WRITTEN EXERCISE> Pull out every line of the material below that contains the word "helmet", and copy each one.
----- MATERIALS PROVIDED
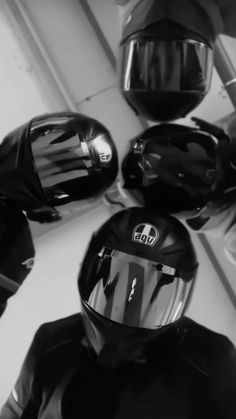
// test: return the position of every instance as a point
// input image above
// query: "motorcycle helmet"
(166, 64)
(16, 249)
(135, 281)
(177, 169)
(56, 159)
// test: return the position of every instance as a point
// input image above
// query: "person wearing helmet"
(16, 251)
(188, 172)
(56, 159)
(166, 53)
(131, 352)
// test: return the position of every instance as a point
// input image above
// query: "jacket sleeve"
----------
----- MATERIALS PROVIDED
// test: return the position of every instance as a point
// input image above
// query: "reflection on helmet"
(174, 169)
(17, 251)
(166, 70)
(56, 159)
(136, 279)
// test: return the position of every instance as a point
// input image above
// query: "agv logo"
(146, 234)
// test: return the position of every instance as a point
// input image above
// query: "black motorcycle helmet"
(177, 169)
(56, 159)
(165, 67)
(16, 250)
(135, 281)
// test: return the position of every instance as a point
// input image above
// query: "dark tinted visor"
----------
----- MATERIALS PROVIDED
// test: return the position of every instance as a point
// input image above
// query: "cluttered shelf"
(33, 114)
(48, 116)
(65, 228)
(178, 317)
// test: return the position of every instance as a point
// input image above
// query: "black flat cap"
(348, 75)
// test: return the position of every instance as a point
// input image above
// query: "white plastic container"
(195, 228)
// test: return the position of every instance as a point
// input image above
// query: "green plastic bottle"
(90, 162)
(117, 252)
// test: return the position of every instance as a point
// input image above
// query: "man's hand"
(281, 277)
----------
RIGHT ANSWER>
// query: "motorcycle helmet"
// query: "person wearing helmet"
// query: "reflection on helmet"
// query: "black motorcycle helmet"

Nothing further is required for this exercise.